● **TASK 1**:
In the comments on naval history films below, what typhoon did author Herman Wouk experience?
● **TASK 2**:
Decide whether each statement agrees with the comments on naval history films. Answer yes or no for each, and quote the words that decide it: (a) Wendell Mayes wrote the screenplay for "The Enemy Below." (b) "Run Silent, Run Deep" stars Robert Mitchum. (c) The list of Hollywood's best naval history films is ranked from best to worst.
● **TASK 3**:
Continue the comments on naval history films from the point where they stop.

● **SELECTED TEXT**:
* * * * * * * * *
Yes, Ally: "This part of the struggle against the storm was dramatized in both the novel and the motion picture of “The Caine Mutiny,” where the event that leads to the “mutiny” is Captain Queeg’s refusal to alter course into the wind, as he blindly follows his last orders. Author Herman Wouk actually experienced Typhoon Cobra and was writing from memory.)"
Phew.
Great piece of storytelling again, TC.
On an entirely different note regarding films that do an adequate job with history.
I know in the past you said you might put together a film list of must-sees.
You got me thinking about this. What's your take on the Clark Gable/Burt Lancaster Run Silent, Run Deep?
What are Hollywood's best attempts on naval history?
Hollywood's best attempts at naval history (in no particular order):
"The Enemy Below": destroyer captain Robert Mitchum and U-boat commander Kurt Jurgens play a game of cat and mouse; this is the first Hollywood war movie that portrayed the Germans as human beings and not just the "Nazi enemy". Screenplay by my writing mentor, Wendell Mayes.
* * * * * * * * *
● **RAW DATA**:
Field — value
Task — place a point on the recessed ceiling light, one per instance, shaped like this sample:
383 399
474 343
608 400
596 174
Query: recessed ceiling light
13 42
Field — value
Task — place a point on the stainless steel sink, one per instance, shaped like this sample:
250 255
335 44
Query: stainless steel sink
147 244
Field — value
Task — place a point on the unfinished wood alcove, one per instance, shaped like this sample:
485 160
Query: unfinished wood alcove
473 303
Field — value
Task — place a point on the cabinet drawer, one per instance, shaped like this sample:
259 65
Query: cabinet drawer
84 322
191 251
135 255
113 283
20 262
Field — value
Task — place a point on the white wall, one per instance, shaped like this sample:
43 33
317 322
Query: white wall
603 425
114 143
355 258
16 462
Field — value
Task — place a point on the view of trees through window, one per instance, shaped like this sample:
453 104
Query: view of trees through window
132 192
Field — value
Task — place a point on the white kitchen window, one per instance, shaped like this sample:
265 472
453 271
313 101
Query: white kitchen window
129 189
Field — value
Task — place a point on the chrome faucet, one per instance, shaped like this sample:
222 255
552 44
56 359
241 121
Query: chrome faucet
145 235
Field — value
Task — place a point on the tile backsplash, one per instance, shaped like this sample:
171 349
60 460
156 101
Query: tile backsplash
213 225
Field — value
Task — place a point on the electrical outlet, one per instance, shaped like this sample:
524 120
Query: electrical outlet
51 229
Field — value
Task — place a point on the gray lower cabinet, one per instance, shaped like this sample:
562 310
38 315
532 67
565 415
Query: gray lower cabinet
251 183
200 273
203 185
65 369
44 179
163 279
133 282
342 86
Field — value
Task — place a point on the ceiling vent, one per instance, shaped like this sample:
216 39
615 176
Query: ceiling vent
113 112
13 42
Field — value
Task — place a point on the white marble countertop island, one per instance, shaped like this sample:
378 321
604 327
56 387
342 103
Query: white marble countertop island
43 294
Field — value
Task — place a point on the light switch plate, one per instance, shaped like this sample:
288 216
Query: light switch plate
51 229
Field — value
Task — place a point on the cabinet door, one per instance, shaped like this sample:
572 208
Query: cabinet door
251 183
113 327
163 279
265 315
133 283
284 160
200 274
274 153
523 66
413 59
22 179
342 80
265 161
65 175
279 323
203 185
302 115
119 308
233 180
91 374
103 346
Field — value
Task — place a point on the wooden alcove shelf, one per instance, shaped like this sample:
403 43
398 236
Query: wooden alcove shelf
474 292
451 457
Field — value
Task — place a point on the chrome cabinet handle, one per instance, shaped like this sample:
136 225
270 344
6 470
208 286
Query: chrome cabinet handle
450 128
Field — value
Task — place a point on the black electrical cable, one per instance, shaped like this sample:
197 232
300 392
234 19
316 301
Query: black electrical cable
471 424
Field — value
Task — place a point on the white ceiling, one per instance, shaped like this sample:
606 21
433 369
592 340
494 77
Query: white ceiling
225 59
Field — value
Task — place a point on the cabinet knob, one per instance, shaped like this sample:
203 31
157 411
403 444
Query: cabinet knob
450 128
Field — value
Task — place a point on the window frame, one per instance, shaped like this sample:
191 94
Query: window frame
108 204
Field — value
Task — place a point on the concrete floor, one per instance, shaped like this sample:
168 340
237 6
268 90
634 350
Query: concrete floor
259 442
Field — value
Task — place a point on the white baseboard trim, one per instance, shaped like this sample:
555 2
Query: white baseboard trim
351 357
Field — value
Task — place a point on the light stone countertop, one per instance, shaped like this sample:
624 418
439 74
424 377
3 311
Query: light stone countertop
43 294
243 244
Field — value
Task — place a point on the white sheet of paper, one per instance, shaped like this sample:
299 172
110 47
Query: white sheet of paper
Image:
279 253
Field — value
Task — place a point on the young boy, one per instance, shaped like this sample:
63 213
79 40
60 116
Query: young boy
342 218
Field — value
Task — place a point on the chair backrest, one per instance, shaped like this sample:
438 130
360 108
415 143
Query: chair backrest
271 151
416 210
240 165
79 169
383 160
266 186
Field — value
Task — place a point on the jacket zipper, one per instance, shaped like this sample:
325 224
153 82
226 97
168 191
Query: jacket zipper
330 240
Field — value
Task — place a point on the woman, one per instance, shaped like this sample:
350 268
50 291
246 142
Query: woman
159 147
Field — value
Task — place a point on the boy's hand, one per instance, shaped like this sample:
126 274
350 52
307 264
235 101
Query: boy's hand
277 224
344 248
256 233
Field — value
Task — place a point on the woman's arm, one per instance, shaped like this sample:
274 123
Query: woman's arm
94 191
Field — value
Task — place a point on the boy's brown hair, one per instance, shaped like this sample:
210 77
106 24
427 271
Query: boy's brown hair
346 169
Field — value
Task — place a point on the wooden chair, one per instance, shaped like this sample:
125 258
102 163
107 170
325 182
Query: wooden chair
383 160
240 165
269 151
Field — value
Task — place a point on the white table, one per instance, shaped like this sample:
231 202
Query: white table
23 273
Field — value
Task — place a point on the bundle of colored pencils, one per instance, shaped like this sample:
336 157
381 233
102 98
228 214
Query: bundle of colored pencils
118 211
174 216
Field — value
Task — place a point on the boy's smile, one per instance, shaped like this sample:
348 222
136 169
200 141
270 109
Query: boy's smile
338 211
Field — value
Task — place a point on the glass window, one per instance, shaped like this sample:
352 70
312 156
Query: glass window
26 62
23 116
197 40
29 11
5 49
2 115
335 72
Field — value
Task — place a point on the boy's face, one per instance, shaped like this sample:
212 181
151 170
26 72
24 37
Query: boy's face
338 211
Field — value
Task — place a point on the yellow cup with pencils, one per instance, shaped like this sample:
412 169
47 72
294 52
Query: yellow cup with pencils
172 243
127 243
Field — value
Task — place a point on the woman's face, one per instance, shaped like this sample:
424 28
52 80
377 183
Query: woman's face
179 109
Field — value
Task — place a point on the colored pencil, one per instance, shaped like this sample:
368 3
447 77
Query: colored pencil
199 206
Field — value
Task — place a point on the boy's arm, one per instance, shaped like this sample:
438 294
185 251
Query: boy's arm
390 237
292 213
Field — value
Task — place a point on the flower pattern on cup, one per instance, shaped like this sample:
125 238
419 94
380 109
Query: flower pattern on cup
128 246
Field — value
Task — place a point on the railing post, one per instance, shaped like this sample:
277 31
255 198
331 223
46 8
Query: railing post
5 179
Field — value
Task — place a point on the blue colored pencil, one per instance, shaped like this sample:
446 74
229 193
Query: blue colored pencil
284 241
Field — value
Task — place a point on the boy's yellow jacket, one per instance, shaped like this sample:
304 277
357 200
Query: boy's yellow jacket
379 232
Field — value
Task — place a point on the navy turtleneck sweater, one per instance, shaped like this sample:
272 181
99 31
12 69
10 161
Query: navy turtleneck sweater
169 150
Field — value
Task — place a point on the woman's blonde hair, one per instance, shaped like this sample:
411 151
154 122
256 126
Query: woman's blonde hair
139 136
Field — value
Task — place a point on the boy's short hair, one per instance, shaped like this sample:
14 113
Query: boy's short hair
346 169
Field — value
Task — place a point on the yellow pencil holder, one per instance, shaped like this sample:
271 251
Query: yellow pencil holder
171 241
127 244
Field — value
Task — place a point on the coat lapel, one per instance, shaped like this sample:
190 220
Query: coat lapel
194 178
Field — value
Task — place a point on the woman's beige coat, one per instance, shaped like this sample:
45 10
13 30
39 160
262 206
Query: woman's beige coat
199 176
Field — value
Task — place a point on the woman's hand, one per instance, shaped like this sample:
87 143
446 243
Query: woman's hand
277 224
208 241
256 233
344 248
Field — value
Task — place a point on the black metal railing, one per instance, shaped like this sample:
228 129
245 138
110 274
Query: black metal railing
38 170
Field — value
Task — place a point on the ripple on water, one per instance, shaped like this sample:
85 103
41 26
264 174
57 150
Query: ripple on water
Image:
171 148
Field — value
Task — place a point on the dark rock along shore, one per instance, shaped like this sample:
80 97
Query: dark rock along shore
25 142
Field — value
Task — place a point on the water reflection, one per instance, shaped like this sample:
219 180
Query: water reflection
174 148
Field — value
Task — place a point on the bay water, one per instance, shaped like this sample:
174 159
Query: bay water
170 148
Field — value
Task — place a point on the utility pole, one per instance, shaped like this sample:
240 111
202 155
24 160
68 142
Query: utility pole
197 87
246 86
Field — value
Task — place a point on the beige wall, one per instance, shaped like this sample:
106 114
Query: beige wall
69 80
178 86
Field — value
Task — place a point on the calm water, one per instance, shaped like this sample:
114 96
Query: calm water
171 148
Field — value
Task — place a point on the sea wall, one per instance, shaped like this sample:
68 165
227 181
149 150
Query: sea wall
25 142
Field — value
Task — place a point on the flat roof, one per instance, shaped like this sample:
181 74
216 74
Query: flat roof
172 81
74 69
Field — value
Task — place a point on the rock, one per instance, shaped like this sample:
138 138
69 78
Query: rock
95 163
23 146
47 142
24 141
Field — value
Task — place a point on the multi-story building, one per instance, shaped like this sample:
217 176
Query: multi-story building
* * * * * * * * *
● **TASK RESULT 1**:
Typhoon Cobra.

● **TASK RESULT 2**:
(a) Yes: "Screenplay by my writing mentor, Wendell Mayes."
(b) No: "the Clark Gable/Burt Lancaster Run Silent, Run Deep"
(c) No: "(in no particular order)"

● **TASK RESULT 3**:
Wendell also wrote "In Harm's Way" done for Otto Preminger, starring John Wayne and Kirk Douglas in a story about the Navy in the first year of the war. It doesn't refer to any particular incidents, but it's OK.
"PT-109" - stars Cliff Robertson as JFK, tells the story of the sinking of PT-109 and Kennedy's effort to save his crew. Factually accurate.
"Sink the Bismarck!" - factually-accurate British WW2 movie. Battle scenes done with miniatures and look OK.
"Battle of the River Plate" - another accurate English WW2 movie, done by Michael Powell. The story of the sinking of the German pocket battleship Graf Spee. The actual former HMS Achilles (by then in the Indian Navy) which was one of the three British ships that fought the battle, is in it. The sea battle is done with real ships (USS Salem stands in for Graf Spee) and gives you a really good idea of what a naval gun battle was really like. An unrecognizable Peter Finch in his first film role plays the German captain.
"Destination Tokyo" - Cary Grant stars in a story of the submarine that gave the weather forecast over Tokyo for the Doolittle Raid. The scene about the Pharmacist Mate taking out a sailor's appendix really happened on USS Silversides.
"Task Force" - dramatization of the development of carrier aviation in the 1920s and 30s and its payoff in World War II. Stars Gary Cooper. The final story about the carrier that survives the Kamikazes is based on the real story of USS Franklin.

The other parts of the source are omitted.